>> Start RECORDS FOR THIS TASK

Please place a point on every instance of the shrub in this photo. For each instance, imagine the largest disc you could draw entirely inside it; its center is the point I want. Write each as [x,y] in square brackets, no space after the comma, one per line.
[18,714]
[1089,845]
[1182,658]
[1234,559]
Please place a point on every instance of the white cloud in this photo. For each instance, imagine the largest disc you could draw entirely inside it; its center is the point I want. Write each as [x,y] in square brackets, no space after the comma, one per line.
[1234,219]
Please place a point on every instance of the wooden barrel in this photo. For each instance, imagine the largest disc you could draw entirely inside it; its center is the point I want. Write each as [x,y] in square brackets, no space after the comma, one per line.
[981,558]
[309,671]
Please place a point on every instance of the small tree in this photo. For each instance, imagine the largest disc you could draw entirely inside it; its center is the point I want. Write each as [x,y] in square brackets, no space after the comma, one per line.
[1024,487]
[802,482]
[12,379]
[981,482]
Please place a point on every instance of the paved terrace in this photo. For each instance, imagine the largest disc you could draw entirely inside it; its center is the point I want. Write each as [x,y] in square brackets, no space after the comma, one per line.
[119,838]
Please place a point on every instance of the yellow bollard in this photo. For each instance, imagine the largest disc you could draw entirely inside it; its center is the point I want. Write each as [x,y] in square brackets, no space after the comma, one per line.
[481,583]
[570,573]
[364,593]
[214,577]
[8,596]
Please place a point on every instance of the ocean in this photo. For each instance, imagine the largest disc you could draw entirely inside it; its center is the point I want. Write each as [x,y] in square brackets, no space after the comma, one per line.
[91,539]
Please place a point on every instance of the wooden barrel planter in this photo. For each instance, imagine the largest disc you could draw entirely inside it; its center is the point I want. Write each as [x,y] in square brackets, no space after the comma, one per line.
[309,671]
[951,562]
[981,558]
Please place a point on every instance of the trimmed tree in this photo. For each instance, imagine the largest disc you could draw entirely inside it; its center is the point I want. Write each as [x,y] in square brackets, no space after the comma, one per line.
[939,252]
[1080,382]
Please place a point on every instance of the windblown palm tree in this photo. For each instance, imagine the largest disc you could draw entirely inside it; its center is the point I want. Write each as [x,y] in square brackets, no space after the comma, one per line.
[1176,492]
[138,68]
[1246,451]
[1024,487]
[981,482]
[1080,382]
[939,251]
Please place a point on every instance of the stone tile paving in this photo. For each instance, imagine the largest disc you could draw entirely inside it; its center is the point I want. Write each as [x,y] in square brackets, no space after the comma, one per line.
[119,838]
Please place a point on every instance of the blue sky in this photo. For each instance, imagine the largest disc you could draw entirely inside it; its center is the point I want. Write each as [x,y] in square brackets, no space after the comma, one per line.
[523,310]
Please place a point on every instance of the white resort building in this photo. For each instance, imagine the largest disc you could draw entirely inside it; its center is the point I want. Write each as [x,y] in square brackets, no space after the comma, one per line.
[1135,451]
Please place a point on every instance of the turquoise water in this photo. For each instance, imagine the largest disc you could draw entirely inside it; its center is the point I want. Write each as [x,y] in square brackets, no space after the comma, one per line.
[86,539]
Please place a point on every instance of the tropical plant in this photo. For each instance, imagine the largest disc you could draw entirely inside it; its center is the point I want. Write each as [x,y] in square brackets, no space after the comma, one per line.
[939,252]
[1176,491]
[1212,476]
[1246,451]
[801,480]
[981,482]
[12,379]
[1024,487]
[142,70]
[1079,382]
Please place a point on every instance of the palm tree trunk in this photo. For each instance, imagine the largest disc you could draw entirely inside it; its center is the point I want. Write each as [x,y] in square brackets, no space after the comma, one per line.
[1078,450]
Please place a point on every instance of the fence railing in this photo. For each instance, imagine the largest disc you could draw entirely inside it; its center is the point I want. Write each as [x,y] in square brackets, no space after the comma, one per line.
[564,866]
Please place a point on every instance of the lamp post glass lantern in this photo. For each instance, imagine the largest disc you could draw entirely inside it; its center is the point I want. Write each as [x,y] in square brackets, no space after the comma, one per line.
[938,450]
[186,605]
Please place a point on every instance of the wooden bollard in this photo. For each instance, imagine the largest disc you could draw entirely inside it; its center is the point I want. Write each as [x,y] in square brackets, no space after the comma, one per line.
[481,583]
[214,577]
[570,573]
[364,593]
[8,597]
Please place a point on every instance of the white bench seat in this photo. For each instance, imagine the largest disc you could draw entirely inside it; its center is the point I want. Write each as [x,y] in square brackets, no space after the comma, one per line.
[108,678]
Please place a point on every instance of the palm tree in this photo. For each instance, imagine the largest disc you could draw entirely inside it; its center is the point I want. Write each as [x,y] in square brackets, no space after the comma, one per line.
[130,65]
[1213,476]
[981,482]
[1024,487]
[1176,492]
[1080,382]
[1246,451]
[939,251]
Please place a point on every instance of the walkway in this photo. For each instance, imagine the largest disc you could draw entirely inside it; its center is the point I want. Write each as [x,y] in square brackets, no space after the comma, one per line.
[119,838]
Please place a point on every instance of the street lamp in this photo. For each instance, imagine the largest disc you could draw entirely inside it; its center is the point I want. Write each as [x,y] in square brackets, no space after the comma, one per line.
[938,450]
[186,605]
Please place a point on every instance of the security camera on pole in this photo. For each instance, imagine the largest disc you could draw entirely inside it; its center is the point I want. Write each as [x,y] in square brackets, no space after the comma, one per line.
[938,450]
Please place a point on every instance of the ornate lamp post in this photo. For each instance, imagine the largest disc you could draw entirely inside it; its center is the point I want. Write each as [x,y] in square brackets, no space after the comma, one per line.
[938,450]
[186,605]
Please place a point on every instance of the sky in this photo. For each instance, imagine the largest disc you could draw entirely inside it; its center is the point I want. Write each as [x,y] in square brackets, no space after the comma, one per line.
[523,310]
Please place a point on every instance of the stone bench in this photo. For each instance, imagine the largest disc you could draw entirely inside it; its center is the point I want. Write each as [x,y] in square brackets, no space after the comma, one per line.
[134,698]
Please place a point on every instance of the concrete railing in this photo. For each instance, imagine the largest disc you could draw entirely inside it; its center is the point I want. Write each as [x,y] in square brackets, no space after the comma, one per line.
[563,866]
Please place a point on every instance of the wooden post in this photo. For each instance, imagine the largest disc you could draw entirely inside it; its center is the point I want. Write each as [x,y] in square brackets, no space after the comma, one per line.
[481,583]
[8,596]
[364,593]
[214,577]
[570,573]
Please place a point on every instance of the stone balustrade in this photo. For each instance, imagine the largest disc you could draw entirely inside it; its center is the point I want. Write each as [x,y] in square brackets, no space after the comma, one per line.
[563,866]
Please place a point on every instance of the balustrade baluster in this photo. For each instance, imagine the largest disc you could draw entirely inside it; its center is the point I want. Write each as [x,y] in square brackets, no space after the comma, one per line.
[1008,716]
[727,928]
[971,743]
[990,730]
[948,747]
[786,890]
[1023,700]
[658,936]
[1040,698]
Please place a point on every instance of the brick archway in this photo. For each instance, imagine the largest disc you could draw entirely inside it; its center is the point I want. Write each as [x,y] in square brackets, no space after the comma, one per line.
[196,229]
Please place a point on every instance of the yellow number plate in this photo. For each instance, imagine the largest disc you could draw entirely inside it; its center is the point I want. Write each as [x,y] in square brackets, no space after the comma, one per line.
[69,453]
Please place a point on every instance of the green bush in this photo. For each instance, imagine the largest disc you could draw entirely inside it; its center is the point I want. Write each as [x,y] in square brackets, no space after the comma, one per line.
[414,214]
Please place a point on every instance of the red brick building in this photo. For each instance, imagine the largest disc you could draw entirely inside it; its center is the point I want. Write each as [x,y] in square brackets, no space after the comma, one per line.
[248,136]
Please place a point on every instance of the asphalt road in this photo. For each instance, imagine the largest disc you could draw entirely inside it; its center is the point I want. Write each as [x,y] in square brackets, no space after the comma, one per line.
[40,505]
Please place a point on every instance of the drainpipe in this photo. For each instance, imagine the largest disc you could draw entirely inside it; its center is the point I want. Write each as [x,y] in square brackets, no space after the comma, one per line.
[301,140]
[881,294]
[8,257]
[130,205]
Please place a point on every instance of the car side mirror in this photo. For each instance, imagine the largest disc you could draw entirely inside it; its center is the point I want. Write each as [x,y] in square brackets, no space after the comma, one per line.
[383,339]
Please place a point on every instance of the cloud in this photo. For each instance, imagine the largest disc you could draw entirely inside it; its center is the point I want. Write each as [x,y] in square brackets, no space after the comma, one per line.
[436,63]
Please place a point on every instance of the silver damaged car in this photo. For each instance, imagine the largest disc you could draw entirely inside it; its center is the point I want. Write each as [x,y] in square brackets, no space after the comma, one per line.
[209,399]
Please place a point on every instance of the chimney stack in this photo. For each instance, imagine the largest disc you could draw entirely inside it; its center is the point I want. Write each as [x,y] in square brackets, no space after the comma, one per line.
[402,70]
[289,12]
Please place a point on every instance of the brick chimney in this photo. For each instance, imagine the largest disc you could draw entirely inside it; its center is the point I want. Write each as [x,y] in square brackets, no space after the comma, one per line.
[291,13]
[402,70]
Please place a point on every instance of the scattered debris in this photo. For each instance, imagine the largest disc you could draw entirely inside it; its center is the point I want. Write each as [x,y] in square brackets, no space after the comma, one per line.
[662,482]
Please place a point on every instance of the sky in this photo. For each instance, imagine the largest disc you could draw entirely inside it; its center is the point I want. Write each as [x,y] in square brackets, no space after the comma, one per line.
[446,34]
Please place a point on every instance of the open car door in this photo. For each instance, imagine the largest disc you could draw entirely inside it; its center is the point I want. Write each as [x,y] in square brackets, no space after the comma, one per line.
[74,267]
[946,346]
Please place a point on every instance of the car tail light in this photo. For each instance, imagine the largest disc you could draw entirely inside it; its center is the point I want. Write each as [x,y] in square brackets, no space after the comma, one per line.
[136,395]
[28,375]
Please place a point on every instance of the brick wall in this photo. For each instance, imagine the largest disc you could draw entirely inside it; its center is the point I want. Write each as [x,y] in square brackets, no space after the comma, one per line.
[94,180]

>> End RECORDS FOR THIS TASK

Only the lines from the one containing "Please place a point on every instance of the open" to the end of the data should be printed, exactly as they stand.

Please place a point on every instance of the open car door in this photo. For each instance, imagine the largest disc you could draw entirely inside it; its center is the point I want. Write each as [x,y] in square brackets, no space after the comma, one per line.
[74,267]
[946,346]
Please place a point on every instance of the car tail light in this photo. For each instance, imagine the largest disc you could draw entirely inside it; its center is the point I want. Write each as [x,y] in square brackets, no space after the comma, one per line.
[136,395]
[28,375]
Please place a point on every instance of the brick wall in this photo. For each instance, imagine the largest disc you could draw entirely inside it; its center is the point I want. Write each as [x,y] in square brackets, no space after the comma, one per line.
[94,180]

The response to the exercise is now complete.